Exercise set:
1 – In the notebook code below, what does the comment beside the pandas import say the library is for?
2 – Write out the part of the notebook code below starting at "[nltk_data] Downloading package averaged_perceptron_tagger" and ending at "stemmer = PorterStemmer()".

Given passage:

────

In [1]:
# Import all the libraries needed
import nltk # Natural Language Processing Library
import pickle # For The Model
import string # For String Operations
import pandas as pd # For DataFrame

# Functions from the libraries
from nltk import FreqDist
from nltk.tokenize import word_tokenize
from nltk.corpus import stopwords, wordnet
from nltk.stem import PorterStemmer, WordNetLemmatizer
from nltk.tag import pos_tag
from random import shuffle

In [2]:
# Download
nltk.download("stopwords")
nltk.download("punkt")
nltk.download("averaged_perceptron_tagger")
nltk.download("wordnet")

[nltk_data] Downloading package stopwords to
[nltk_data]     C:\Users\ASUS\AppData\Roaming\nltk_data...
[nltk_data]   Package stopwords is already up-to-date!
[nltk_data] Downloading package punkt to
[nltk_data]     C:\Users\ASUS\AppData\Roaming\nltk_data...
[nltk_data]   Package punkt is already up-to-date!
[nltk_data] Downloading package averaged_perceptron_tagger to
[nltk_data]     C:\Users\ASUS\AppData\Roaming\nltk_data...
[nltk_data]   Package averaged_perceptron_tagger is already up-to-
[nltk_data]       date!
[nltk_data] Downloading package wordnet to
[nltk_data]     C:\Users\ASUS\AppData\Roaming\nltk_data...
[nltk_data]   Package wordnet is already up-to-date!


True

In [3]:
# Setting variables
stemmer = PorterStemmer()
wnl = WordNetLemmatizer()
eng_stopwords = stopwords.words("english")

dataset = pd.read_csv("./dataset.csv")

In [4]:
def preprocessing(document):
	# Change into lowercase and tokenize
	words = word_tokenize((document).lower())
	
	# Lemmatizing and Stemming
	words = [wnl.lemmatize(word) for word in words]
	words = [stemmer.stem(word) for word in words]

	# Check if words are not in stop_words and only consists of alphabetic
	return {word: True for word in words if word not in eng_stopwords and word.isalpha()}

def trainModel():
	# dataset = pd.read_csv("updated_dataset.csv")

────

Dataset extract:
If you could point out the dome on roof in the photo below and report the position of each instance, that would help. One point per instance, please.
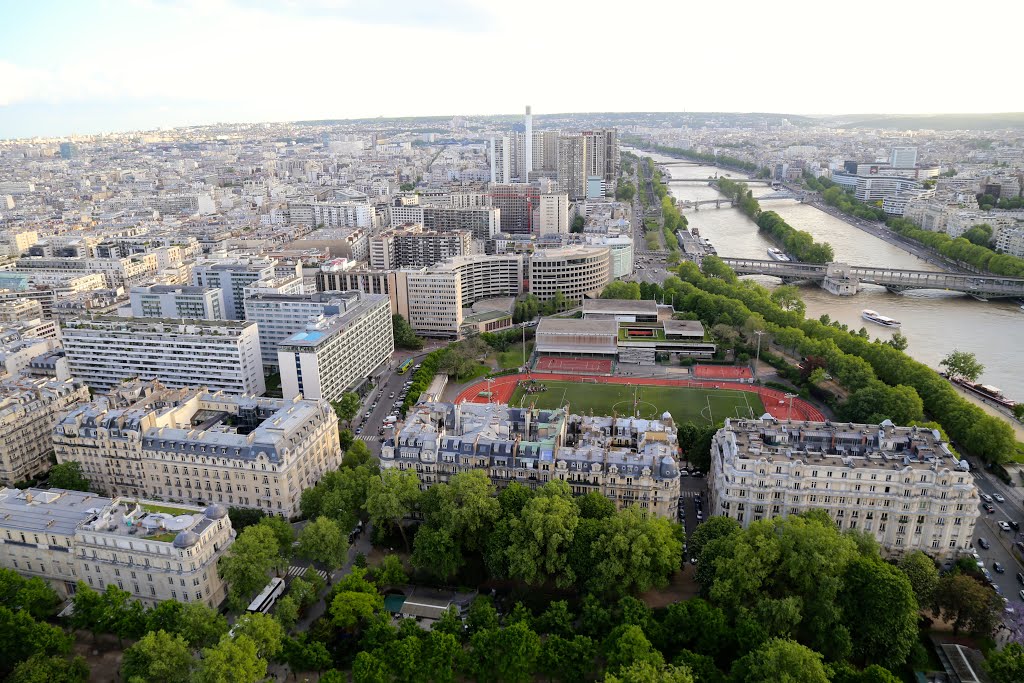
(185, 540)
(216, 512)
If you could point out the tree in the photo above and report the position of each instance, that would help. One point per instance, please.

────

Answers below:
1 – For DataFrame

2 –
[nltk_data] Downloading package averaged_perceptron_tagger to
[nltk_data]     C:\Users\ASUS\AppData\Roaming\nltk_data...
[nltk_data]   Package averaged_perceptron_tagger is already up-to-
[nltk_data]       date!
[nltk_data] Downloading package wordnet to
[nltk_data]     C:\Users\ASUS\AppData\Roaming\nltk_data...
[nltk_data]   Package wordnet is already up-to-date!


True

In [3]:
# Setting variables
stemmer = PorterStemmer()